━━ LISTED RECORDS

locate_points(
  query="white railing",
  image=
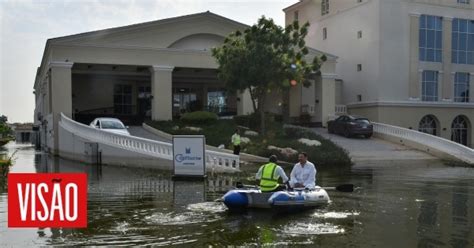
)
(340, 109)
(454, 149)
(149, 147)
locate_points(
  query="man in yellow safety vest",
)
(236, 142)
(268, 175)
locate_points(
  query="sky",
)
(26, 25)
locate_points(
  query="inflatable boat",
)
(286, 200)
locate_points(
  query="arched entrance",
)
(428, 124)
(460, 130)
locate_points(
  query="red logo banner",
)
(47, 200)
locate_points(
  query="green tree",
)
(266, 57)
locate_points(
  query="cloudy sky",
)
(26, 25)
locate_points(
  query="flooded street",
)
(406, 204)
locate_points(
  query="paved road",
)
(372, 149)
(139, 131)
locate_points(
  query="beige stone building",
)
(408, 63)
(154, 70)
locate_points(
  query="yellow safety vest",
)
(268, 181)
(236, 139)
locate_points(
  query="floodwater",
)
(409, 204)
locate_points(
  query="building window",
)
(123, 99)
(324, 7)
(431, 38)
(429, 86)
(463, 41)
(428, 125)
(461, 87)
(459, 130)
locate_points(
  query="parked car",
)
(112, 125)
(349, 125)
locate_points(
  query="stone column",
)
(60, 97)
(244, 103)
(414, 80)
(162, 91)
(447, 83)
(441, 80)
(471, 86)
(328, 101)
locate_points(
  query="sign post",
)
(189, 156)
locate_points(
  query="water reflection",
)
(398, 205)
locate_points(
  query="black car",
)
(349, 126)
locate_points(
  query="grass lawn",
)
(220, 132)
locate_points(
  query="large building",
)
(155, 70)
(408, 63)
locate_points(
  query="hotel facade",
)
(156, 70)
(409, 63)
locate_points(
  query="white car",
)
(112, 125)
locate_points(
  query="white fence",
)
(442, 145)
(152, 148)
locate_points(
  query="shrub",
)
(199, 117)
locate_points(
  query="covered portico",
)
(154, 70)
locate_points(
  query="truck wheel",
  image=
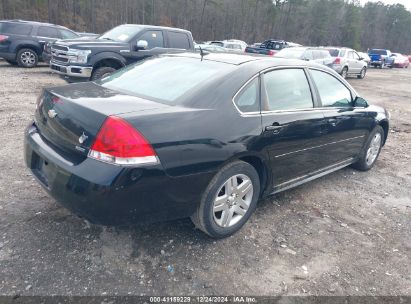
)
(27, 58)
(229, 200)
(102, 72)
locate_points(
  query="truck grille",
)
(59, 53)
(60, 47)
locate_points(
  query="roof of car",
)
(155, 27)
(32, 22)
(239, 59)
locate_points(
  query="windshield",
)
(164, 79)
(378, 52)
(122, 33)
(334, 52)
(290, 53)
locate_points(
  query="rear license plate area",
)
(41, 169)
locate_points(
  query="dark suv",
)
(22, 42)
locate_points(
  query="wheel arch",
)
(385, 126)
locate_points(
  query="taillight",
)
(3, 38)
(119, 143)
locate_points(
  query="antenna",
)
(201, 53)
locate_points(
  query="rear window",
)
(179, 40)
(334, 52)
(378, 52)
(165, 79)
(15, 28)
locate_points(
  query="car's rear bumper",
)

━━━━
━━ LISTED RECORDS

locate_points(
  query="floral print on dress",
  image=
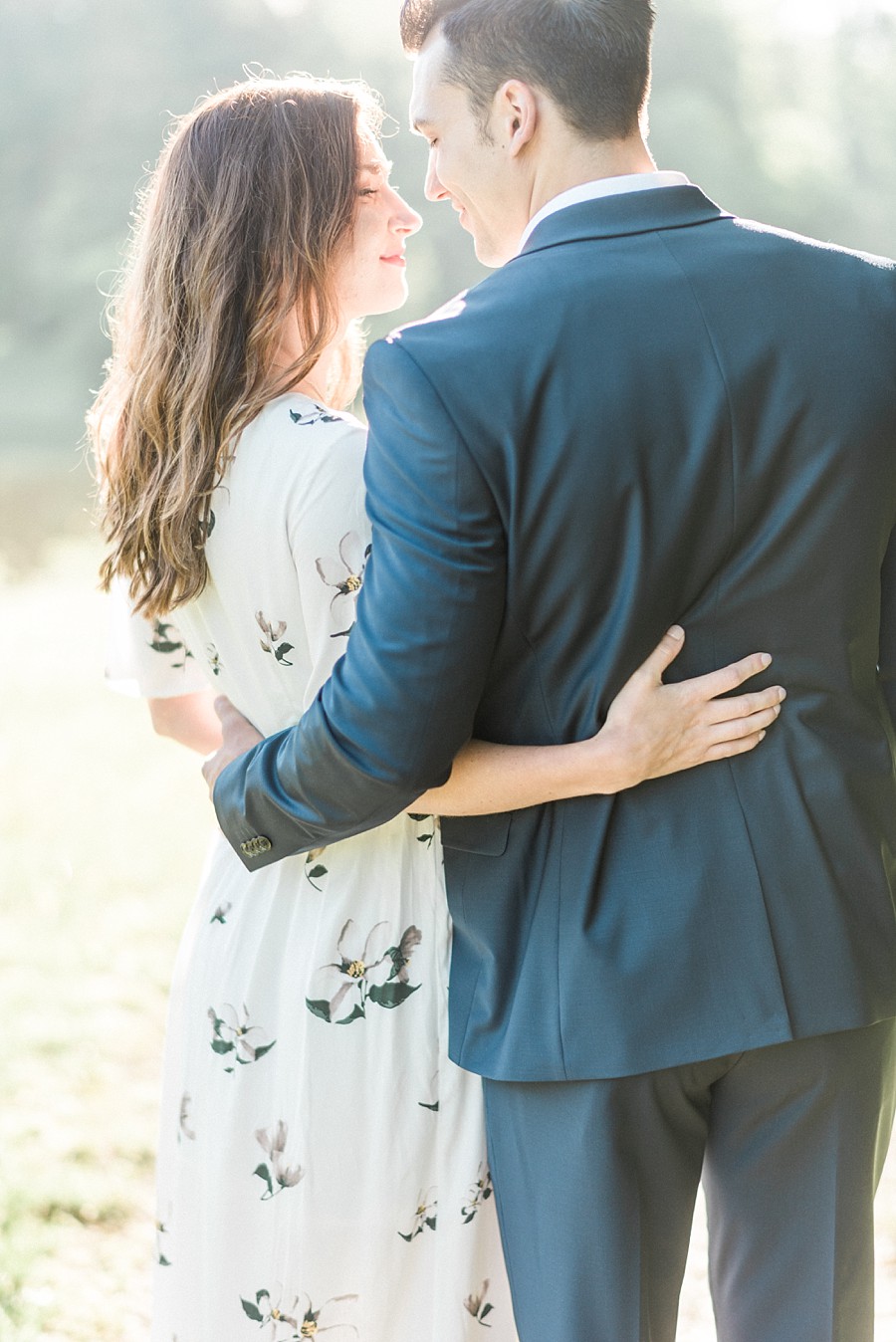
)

━━━━

## JOB
Return each line of the records above that contains the string "window".

## IN RESPONSE
  query="building window",
  query="rear window",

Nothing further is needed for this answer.